▸ WHAT IS NEEDED: Retype every one of the items below without changing a single character.

▸ LISTING:

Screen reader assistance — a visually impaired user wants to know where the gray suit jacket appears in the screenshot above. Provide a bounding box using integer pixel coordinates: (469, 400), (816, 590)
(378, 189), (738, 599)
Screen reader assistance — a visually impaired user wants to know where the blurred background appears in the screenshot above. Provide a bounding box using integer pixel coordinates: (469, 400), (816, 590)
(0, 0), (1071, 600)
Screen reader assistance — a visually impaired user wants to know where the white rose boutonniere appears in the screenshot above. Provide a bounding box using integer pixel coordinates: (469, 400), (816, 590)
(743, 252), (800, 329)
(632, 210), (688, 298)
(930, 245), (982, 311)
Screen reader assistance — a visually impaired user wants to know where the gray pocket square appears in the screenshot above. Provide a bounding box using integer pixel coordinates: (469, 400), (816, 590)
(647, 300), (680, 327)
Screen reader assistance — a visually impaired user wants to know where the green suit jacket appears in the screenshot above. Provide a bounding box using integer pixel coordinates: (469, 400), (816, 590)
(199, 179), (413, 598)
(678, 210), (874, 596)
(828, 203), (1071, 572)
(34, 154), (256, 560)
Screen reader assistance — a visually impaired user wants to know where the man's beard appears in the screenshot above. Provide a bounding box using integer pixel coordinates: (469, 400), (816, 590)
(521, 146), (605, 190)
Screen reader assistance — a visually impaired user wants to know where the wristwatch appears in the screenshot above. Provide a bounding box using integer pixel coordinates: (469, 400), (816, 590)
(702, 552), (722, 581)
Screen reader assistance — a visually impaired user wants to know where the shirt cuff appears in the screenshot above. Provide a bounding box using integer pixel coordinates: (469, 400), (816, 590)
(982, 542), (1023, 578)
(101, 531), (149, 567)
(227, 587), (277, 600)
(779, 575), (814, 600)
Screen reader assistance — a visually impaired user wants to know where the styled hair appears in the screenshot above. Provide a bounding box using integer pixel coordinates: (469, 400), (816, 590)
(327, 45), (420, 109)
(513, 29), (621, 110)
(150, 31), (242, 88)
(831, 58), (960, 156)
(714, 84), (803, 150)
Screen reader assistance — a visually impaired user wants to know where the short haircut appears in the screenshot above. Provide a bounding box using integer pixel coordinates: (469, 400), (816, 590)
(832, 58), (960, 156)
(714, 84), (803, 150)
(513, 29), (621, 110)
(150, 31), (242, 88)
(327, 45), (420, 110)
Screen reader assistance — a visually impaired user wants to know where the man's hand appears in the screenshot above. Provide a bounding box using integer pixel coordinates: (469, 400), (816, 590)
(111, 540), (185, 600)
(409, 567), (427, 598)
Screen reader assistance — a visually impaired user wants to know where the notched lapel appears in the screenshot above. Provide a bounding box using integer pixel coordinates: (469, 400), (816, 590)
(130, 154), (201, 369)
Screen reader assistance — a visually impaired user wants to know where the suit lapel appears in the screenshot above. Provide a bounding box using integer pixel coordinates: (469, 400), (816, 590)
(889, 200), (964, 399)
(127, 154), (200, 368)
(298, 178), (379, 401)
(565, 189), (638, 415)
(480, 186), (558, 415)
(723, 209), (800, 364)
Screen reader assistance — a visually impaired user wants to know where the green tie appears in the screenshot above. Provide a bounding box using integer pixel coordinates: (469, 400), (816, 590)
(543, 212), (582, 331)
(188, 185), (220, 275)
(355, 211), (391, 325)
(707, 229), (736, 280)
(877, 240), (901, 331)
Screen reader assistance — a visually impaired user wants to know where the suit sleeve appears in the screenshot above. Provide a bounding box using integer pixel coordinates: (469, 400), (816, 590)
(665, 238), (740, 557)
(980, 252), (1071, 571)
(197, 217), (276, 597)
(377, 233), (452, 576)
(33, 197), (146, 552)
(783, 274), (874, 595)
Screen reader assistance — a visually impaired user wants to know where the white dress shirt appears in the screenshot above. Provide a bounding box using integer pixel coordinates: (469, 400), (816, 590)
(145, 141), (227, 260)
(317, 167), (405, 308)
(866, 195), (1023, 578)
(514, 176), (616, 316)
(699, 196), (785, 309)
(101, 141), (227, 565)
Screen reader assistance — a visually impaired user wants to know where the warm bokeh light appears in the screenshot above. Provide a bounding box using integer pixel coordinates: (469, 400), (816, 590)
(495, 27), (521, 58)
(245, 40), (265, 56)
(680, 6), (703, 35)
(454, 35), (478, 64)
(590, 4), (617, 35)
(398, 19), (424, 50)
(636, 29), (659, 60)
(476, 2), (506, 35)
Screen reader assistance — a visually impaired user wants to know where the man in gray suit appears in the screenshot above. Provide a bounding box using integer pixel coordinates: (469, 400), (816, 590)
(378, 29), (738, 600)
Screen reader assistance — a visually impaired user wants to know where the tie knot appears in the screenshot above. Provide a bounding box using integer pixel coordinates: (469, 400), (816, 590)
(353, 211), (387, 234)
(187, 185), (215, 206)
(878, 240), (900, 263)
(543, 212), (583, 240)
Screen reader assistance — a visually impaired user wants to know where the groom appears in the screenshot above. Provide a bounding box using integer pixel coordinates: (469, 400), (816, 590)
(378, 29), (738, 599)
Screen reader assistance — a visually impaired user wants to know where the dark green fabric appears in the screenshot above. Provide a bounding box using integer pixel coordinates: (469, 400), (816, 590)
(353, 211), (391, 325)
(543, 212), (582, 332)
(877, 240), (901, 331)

▸ THE ANSWER:
Screen reader assistance — a visually impaired user wants to know where the gray suit jacket appears in the screenshot above. Provide a bounding box using integer pixel coordinates: (469, 400), (816, 590)
(378, 189), (738, 599)
Screen reader assistance — a visually impaired user wants to know where the blurred background appears in the screenshot above. Provide a bounding box using integer pixel coordinates: (469, 400), (816, 590)
(0, 0), (1071, 600)
Screen reader assistance — a visually impaired user wants to know where the white rose boutonniere appears in the screenshot above. Provide a bounding box using integer pixel coordinates: (469, 400), (816, 590)
(743, 252), (800, 329)
(632, 210), (688, 298)
(930, 245), (982, 311)
Screen reader assistance — a visually impaired user wants to know where the gray pocket square appears in the screenshot above. Provide a bounding box using integer pixel coordinates: (469, 400), (816, 590)
(647, 300), (680, 327)
Screen reader assistance — a visually impaired user wants to know where the green suit jacket appears in the screenshot above. Provide a bounding box using integer pixel coordinates: (469, 400), (816, 590)
(199, 179), (413, 598)
(678, 210), (874, 596)
(828, 203), (1071, 572)
(34, 154), (256, 560)
Screen reader assistance — a visually impaired user wants to know where the man's beard appears in the screenshot above. Provide a bounding box using integer pixel coordinates: (469, 400), (816, 590)
(521, 146), (605, 190)
Screen reader assistance — a visually impaired user wants to know where the wristwatch appears in the screenshot above. Provide a bounding box using integer pixel coordinates: (469, 400), (816, 590)
(702, 552), (722, 581)
Screen reader assistance — a visually impaired user wants to know where the shirt cuff appears in the screenshot above. Provide a bounding box using integer pixel coordinates: (469, 400), (816, 590)
(982, 542), (1023, 578)
(101, 531), (149, 567)
(227, 587), (277, 600)
(779, 575), (814, 600)
Screen reader assistance — a visually impaired user wants to know where the styled hair appears in the screenshot above. Provide a bounding box using integer pixel coordinates: (469, 400), (816, 590)
(327, 45), (420, 109)
(513, 29), (621, 110)
(150, 31), (242, 88)
(831, 58), (960, 156)
(714, 84), (803, 150)
Screen reader assistance — a visually impaired user wants to know where the short haircut appears in the screenshot above. Provide a bounding box using integer pixel coordinates: (469, 400), (816, 590)
(832, 58), (960, 156)
(714, 84), (803, 150)
(513, 29), (621, 110)
(150, 31), (242, 88)
(327, 45), (420, 110)
Screen reader assistance — a visually impaired user wants to know where the man's hand appears in the screenshot above. Provide a bounding box using integer pixel coordinates: (469, 400), (816, 590)
(111, 540), (185, 600)
(409, 567), (427, 598)
Screen reader assistance — a visually impaired user wants to know where the notched lapel appears in the screenshot above. Provide a bounding box using integer pixel coordinates: (469, 400), (816, 590)
(130, 154), (201, 369)
Screen reader assistance — a visually impaired user wants to know where the suit lapel appears in the screenshot above. Provide a bounding box using integer pixel coordinates: (469, 400), (816, 590)
(889, 200), (964, 399)
(127, 154), (200, 368)
(298, 178), (379, 401)
(565, 189), (638, 415)
(480, 186), (558, 415)
(723, 209), (800, 364)
Screen reader assistance — a visually impaired user wants to know where the green tie appears in the screenshot above. Provide a bounding box using integer pixel coordinates: (469, 400), (816, 590)
(543, 212), (582, 331)
(188, 185), (220, 275)
(355, 211), (391, 325)
(707, 229), (736, 280)
(877, 240), (901, 331)
Screen reader assistance — a visually impaired user wants to know where the suit sleeve appears in the screenshot above. Provide a bounding box using integer pixel coordinates: (469, 400), (816, 590)
(665, 238), (740, 557)
(980, 252), (1071, 571)
(197, 217), (276, 597)
(377, 233), (452, 576)
(33, 197), (146, 552)
(783, 274), (874, 595)
Screen reader assistance — a visually impaired user wants to know where the white dress shirt appears in the screenshot above. Provide a bounding box using integer pixel coordinates: (469, 400), (816, 590)
(145, 141), (227, 260)
(317, 167), (405, 308)
(866, 195), (1023, 578)
(514, 176), (616, 316)
(699, 196), (785, 309)
(101, 141), (227, 565)
Screen reader assistance — a visually impaired user wants to know where the warm bokeh light appears in the screenshot above. Provide a bounding box using integer pixel coordinates: (469, 400), (816, 590)
(495, 27), (521, 58)
(245, 40), (265, 56)
(680, 6), (703, 35)
(454, 35), (478, 64)
(590, 4), (617, 35)
(398, 19), (424, 50)
(636, 29), (659, 60)
(476, 2), (506, 35)
Screen reader assistance — a visually impaired user wants to know where the man in gray suit appears in the screenshot above. Provide a bounding box using integer pixel coordinates: (469, 400), (816, 590)
(378, 29), (738, 600)
Screen reader assistance — a visually impaired user wants to know where the tie knot appears in the screenshot above. Provide a bounding box using integer pixel coordinates: (469, 400), (816, 590)
(353, 211), (387, 234)
(187, 185), (215, 206)
(878, 240), (900, 263)
(543, 212), (583, 240)
Screen reader assistance — a visually impaired user wants to know where the groom appears in the screenshot above. Provide a bounding box using integer pixel coordinates: (469, 400), (816, 590)
(378, 29), (738, 599)
Screen reader assistance — a visually impaired user wants to know where the dark green fabric appears in the screenshot above. Provide a bounding box using integer pixel coordinates: (469, 400), (816, 590)
(353, 211), (391, 325)
(543, 212), (582, 332)
(877, 240), (901, 331)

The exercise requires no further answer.